Montserrat Bendimes: Why the young Mexican student’s murder has gone unpunished
Marlon Botas, who went into hiding after being accused of killing his girlfriend last year, has sent a video message to the authorities
Her family says that during the time that Montserrat Bendimes was hospitalized with severe trauma, the 20-year-old engineering student uttered the following sentence before she died: “It was Marlon.” The young woman had been admitted in April of last year after her partner allegedly gave her a brutal beating that kept her on life support until her body gave out. By then, the main suspect was already unaccounted for.
With his parents’ help, according to the State Prosecutor’s Office, Marlon Botas managed to flee while his girlfriend lay dying in a hospital. More than a year after what happened, only his parents are serving a sentence for aiding their son, but Botas is still a fugitive and Bendimes’ crime remains unpunished. This Monday, her former partner sent a message from an undisclosed location alleging that he and his parents are innocent.
Bendimes’ murder triggered a wave of indignation in Veracruz, where the feminist groups that have provided support for her family organized marches and actions to seek justice. The capture of Botas’ parents in Mexico City in November of last year set a precedent for aiding and abetting murderers, according to these organizations. And the state of Veracruz was papered with the face of Marlon Botas: graffiti on walls, wanted posters, videos and images on social media. The Prosecutor’s Office announced that it had asked Interpol to issue a red notice (issued for fugitives who are wanted for prosecution or to serve a sentence) in almost 100 countries and offered a reward of 250,000 pesos (about $12,500) for any clue about his whereabouts.
The Bendimes case has since made no more progress, as often happens with most crimes in Mexico, where 95% of them are never solved. This is especially true in cases of sexist violence, compounded by a national security crisis that no government has managed to control and which claims the lives of 11 women a day. Despite the imprisonment of his parents, who had fled to the nation’s capital, Botas has so far gotten away with it.

### Assigned task 1
Answer these questions from the article about Montserrat Bendimes' murder:
(a) What was Montserrat Bendimes studying?
(b) How large a reward did the Prosecutor's Office offer for clues to Marlon Botas' whereabouts?
(c) In which city were Botas' parents captured?
### Assigned task 2
Carry on the article about Montserrat Bendimes' murder past its final paragraph.

### Information provided
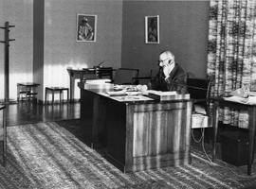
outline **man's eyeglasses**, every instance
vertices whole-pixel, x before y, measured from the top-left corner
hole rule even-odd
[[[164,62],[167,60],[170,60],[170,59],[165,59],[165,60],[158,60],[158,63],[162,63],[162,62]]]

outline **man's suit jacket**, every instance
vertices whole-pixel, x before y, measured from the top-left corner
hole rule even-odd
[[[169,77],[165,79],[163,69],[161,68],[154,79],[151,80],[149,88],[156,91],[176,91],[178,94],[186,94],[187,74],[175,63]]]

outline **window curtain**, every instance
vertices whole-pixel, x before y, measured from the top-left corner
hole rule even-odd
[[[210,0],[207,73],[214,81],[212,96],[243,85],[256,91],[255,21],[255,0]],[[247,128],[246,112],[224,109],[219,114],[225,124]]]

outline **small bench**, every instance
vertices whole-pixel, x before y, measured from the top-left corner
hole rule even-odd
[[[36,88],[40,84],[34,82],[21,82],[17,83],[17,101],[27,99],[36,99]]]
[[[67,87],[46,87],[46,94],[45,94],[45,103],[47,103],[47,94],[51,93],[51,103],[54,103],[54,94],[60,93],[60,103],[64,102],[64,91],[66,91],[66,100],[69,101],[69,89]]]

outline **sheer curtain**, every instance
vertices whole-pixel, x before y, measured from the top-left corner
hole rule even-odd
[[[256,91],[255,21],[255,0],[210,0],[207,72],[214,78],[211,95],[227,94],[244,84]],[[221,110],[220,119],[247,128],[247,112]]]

* * *

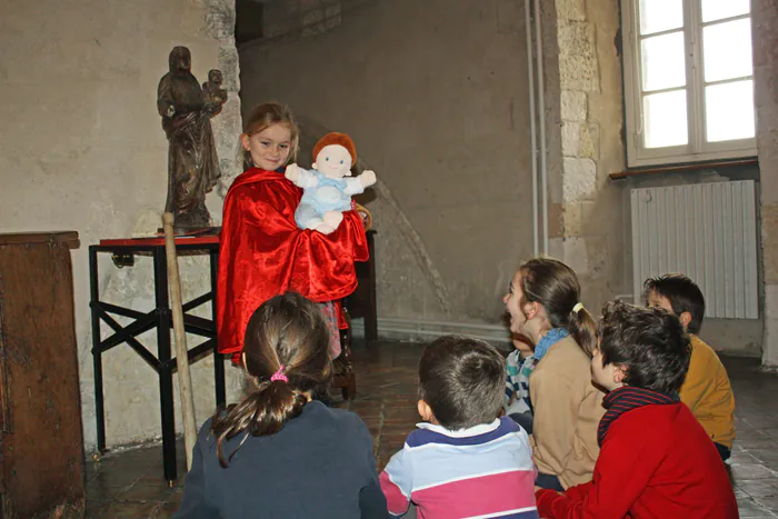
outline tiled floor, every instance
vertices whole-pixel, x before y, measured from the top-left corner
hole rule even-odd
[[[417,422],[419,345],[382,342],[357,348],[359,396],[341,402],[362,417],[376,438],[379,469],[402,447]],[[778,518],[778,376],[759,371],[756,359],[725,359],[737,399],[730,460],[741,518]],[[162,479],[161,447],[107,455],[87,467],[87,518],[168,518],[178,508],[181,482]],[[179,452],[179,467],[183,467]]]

### Written answer 1
(a) Engineering
(b) 250,000 pesos (about $12,500)
(c) Mexico City

### Written answer 2
This Monday, the television network Imagen showed a video that the show’s hosts said reached them anonymously, in which Botas can be seen against a white background. Botas says that what happened was an “unfortunate accident” and that his family had nothing to do with it. He also claimed there was a “hunt” against him and his family, and asked that his parents, Diana Fuentes and Jorge Botas, be released. Reaction on social media was intense. The women of Mexico are accustomed to hearing so many times and in so many cases that dead women committed suicide, fell, got themselves killed.
The Veracruz Prosecutor’s Office, as well as Governor Cuitláhuac García, responded in a statement that the “procurement of justice is not negotiated.” “In this case, as in all those in which a woman is attacked, there will be no impunity,” said the message signed by the State Attorney General, Verónica Hernández. However, more than a year after the death, the main suspect is still at large and the fact he had the audacity to send a message to the authorities reveals the confidence he has that impunity will play in his favor.
Shouting “It was not an accident”, hundreds of social media users have once again shown their outrage at a case that builds on a series of other unsolved murders. The most recent victims are María Fernanda Contreras, 27, Debanhi Escobar, 18 and Yolanda Martínez, 26, about whom the authorities still point to a suicide without having revealed details of how she died.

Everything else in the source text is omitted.